▸ Job: Please count how many lines in the records below contain the string "blue", matching case exactly, and reply with that number alone.

▸ Material for the task:
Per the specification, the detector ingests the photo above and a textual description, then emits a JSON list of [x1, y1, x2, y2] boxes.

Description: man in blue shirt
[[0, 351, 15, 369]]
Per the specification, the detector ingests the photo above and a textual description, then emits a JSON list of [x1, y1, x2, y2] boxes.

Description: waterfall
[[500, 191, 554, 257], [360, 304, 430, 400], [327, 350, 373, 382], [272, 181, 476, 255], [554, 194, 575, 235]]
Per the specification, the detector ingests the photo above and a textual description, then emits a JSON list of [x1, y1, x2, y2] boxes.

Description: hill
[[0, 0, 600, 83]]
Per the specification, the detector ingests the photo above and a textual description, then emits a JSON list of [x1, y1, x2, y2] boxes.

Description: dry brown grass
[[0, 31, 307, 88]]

==

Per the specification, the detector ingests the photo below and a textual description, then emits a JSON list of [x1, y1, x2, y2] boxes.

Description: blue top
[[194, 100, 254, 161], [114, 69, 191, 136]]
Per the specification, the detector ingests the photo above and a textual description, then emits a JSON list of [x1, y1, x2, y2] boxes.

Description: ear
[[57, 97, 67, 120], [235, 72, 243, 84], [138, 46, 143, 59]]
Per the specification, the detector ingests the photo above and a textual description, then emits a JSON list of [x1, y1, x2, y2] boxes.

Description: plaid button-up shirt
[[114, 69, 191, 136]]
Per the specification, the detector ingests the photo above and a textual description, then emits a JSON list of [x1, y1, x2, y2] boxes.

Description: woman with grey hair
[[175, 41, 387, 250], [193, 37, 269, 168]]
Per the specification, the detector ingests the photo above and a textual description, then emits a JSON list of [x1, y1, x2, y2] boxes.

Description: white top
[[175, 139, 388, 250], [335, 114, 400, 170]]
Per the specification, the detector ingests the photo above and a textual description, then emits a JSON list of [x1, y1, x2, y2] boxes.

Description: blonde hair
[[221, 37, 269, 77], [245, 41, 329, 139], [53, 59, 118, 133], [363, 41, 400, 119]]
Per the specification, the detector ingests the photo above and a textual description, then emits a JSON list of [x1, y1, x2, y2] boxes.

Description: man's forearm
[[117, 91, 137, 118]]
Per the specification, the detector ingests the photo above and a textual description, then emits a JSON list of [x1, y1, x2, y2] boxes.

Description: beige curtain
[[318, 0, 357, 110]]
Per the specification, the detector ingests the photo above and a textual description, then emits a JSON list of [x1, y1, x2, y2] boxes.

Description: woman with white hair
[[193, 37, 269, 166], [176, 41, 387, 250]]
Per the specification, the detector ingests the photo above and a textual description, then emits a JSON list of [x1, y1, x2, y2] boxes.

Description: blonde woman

▸ Exercise solution: 2